═════ Dataset content ═════
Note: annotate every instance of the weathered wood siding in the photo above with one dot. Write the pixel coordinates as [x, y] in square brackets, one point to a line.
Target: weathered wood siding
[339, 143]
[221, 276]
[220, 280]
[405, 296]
═════
Rewrite every line of the records above, requests included, multiplying each coordinate in the answers by 1.85 and rounding to the nearest whole number, with halves rounded up.

Note: annotate every instance of the weathered wood siding in the photo above with one dot. Write the pixel coordinates as [x, y] in square brackets, one point to a line.
Target: weathered wood siding
[627, 265]
[409, 511]
[407, 518]
[749, 548]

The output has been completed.